> **Provided text**:
The committee has declined to publish comments that contain racial slurs, as well as comments that mention an aspect of the clinician that is inappropriate because it's not about the quality of care, such as sexual orientation or accent, she said. “But if there are negative comments that say something about the quality of care, we really try to include them,” said Dr. Lagu, “because they can help physicians learn and help patients choose physicians who share their values.”

Compared to reviews on commercial websites, reviews posted by health systems are a more trustworthy way to be transparent about the kind of care a physician provides, said Dr. Tello. While social media experts advised her that the best way to combat negative reviews is to post your own content and generate lots of positive reviews, she was unwilling, as some had suggested, to enlist friends and family to write nice comments about her online.

“I thought, ‘I want to do this the right way,’ so I didn't do that,” said Dr. Tello, who now has a modest selection of generally positive online reviews to her name. “But I would be thrilled if Mass General wanted to post its own internal physician reviews based on patient surveys.”

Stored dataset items

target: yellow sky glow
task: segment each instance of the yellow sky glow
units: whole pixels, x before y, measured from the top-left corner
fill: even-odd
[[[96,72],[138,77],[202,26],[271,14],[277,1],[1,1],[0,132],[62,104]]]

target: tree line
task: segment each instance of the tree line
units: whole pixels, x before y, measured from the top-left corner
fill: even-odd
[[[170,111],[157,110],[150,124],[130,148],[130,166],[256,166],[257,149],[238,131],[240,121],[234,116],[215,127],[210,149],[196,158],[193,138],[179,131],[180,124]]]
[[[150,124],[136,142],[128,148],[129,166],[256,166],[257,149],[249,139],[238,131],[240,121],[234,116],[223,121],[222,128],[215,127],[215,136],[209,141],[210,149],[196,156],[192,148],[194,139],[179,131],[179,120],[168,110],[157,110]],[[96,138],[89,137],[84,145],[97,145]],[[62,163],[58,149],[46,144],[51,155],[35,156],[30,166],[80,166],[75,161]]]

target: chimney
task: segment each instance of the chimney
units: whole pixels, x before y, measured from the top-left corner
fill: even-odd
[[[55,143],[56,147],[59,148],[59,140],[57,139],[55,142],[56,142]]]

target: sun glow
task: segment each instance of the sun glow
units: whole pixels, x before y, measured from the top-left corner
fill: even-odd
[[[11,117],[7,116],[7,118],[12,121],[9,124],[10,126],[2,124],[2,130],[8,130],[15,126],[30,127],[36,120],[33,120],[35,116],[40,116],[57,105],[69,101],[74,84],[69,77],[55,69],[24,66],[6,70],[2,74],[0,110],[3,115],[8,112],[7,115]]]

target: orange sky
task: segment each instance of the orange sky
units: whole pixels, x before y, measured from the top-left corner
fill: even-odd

> **Work request A**: In the passage on physician reviews, what did social media experts tell Dr. Tello is the best way to combat negative reviews?
> **Work request B**: From the passage on physician reviews, list every specific kind of content named as a reason the committee declines to publish a comment.
> **Work request C**: According to the passage on physician reviews, why does Dr. Lagu's committee try to include negative comments that concern quality of care?

> **Answer A**: Post your own content and generate lots of positive reviews.

> **Answer B**:
- Racial slurs
- Mentions of the clinician's sexual orientation
- Mentions of the clinician's accent

> **Answer C**: Such comments can help physicians learn. They can also help patients choose physicians who share their values.